**Data:**
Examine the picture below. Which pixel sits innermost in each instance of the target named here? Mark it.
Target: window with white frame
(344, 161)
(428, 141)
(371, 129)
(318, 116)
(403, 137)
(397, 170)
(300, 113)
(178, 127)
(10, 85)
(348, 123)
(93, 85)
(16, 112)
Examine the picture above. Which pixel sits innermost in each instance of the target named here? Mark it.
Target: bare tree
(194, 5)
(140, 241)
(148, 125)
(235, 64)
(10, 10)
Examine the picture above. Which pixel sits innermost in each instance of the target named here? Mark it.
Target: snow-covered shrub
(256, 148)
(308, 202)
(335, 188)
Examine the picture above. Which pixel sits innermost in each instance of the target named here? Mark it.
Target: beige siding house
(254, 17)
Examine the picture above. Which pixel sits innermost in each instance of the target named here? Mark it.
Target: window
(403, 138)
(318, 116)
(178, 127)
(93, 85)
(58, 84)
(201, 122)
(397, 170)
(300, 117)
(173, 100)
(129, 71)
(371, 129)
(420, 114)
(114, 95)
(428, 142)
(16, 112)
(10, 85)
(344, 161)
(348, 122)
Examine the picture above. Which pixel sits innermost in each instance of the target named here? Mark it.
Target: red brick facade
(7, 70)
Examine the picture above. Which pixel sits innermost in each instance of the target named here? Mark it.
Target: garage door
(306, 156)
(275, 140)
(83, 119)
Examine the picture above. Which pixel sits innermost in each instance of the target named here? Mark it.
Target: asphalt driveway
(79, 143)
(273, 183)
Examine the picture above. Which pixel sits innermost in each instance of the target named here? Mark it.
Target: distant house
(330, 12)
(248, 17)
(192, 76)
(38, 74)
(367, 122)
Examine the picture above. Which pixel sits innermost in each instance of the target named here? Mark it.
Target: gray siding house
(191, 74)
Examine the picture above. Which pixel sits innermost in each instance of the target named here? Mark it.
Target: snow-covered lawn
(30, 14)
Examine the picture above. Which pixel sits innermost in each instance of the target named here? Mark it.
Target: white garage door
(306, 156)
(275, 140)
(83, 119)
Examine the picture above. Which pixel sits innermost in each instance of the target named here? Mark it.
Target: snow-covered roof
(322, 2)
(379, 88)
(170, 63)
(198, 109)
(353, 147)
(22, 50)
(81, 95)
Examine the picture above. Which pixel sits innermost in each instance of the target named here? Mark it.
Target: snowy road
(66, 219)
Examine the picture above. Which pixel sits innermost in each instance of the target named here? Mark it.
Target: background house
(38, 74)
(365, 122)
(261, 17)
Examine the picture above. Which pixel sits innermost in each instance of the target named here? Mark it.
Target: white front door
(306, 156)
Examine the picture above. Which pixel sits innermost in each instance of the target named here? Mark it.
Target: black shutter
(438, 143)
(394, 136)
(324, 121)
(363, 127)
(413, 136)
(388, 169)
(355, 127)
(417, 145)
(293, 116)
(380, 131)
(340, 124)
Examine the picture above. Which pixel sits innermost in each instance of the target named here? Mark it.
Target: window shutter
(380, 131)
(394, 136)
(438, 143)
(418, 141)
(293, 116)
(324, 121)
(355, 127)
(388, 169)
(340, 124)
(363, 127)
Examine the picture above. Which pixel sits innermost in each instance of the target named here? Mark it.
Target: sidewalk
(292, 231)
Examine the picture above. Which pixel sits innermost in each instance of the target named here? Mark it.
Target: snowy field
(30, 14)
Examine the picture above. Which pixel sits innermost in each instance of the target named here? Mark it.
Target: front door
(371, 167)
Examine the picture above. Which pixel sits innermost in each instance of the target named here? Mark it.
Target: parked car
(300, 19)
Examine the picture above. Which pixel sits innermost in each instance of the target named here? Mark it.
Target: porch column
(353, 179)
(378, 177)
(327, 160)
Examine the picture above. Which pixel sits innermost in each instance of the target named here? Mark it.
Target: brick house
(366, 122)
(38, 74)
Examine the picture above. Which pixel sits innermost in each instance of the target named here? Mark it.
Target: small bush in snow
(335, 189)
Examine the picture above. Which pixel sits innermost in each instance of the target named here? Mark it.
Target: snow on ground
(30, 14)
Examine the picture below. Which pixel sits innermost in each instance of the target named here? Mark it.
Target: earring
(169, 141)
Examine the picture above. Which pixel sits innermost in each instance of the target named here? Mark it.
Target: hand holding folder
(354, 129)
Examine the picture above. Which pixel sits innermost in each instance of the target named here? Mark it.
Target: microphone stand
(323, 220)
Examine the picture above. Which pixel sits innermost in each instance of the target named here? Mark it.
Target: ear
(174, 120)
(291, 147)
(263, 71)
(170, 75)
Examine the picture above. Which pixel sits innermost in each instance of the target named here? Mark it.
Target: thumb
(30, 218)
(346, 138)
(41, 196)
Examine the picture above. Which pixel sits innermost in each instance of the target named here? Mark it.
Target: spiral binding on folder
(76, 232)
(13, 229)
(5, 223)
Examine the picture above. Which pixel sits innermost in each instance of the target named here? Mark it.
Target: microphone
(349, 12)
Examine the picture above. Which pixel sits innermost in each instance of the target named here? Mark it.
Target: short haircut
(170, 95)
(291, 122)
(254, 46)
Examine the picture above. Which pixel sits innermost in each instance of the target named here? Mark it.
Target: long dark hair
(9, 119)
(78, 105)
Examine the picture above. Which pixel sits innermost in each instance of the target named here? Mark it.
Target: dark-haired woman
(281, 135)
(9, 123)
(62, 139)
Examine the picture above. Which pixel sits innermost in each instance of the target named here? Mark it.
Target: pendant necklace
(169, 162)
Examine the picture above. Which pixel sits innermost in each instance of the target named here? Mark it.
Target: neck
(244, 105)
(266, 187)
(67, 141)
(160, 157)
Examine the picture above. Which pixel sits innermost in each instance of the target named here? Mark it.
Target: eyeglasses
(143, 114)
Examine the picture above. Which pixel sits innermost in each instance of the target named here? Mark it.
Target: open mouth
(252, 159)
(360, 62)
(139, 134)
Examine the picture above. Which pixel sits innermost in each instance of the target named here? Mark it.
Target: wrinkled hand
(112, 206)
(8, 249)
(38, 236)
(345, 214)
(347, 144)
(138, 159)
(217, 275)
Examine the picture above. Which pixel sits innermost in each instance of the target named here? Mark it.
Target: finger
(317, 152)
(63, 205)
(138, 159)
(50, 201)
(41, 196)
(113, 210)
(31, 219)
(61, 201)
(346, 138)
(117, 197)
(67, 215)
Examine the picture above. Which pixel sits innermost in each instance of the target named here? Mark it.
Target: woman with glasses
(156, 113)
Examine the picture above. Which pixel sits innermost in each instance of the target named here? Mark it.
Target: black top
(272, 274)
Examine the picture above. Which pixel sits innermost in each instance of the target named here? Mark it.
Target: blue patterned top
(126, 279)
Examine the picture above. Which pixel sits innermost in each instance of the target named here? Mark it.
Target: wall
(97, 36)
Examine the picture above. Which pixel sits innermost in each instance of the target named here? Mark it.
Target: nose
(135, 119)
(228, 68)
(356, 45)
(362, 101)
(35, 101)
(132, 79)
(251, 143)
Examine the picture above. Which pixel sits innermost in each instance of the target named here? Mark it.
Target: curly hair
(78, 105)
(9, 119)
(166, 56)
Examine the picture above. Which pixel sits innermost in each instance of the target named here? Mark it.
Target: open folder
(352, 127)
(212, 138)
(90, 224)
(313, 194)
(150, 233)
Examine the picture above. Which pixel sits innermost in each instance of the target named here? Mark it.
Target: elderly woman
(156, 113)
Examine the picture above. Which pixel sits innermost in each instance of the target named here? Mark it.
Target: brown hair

**What the exercise asks:**
How many lines in the data above contain the string "dark"? Case counts. Reply with the number alone.

**Solution below:**
2